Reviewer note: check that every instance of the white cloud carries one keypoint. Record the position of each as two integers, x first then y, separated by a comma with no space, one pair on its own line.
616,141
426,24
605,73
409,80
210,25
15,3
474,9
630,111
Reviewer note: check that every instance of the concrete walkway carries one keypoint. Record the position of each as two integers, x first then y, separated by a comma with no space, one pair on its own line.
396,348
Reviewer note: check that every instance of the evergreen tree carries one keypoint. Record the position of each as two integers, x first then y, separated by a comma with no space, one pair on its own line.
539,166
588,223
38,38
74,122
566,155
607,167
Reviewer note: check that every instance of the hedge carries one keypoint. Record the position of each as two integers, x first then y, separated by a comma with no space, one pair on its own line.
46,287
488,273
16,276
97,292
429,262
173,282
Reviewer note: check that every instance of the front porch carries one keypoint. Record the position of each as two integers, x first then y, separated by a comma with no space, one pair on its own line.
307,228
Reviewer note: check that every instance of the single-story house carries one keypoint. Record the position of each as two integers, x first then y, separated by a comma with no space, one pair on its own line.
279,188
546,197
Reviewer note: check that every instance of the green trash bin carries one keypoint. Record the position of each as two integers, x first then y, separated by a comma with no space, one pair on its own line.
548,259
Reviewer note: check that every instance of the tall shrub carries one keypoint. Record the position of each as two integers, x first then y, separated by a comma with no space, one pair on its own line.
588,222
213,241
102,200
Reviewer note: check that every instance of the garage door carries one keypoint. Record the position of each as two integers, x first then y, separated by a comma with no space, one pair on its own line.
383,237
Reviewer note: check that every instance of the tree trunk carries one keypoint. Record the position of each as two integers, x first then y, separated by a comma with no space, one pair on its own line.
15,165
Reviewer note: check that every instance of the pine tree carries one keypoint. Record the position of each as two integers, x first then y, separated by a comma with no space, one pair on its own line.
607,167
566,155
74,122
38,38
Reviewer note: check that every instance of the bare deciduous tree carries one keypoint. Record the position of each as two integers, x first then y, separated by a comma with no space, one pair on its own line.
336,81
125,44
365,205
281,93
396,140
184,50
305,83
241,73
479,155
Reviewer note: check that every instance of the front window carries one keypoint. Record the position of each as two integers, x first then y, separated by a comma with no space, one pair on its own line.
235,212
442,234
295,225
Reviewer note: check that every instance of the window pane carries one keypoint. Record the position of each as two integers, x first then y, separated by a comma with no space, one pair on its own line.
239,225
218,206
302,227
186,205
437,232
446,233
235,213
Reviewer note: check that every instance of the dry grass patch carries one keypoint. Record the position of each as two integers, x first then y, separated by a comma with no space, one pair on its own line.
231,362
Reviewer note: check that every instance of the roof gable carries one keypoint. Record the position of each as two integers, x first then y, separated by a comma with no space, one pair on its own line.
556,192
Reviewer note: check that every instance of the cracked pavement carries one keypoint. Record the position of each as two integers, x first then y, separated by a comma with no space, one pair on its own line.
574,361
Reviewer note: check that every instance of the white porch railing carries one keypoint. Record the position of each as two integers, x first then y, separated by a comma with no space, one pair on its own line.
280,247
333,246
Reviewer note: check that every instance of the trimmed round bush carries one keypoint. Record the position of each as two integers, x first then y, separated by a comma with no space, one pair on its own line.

Assignment:
Print exactly the lines between the line with "Reviewer note: check that every instance of the roof" and the final line of the records above, both included.

Task solution:
Reviewer note: check that every instance of the roof gable carries one keypoint. Record the position of each as two integers, x first then y, separated by a comma with no space, one pair on its own line.
556,192
Reviewer note: check that every instance of the cracked pavement carries one keypoint. Record the position of each as two integers, x first then y, separated by a comma with no space, one pair on its own line.
574,361
Reviewer note: check that every instance of the white porch railing carries one keypoint. Record the position of each as two integers, x first then y, separated by a comma with no space, one pair on its own line.
280,247
333,246
Reviewer note: check that every instance of the trimmed round bush carries one keypoint. Record the position of each as two integers, x first then y, separated by a comma with no space, one pair on its own line.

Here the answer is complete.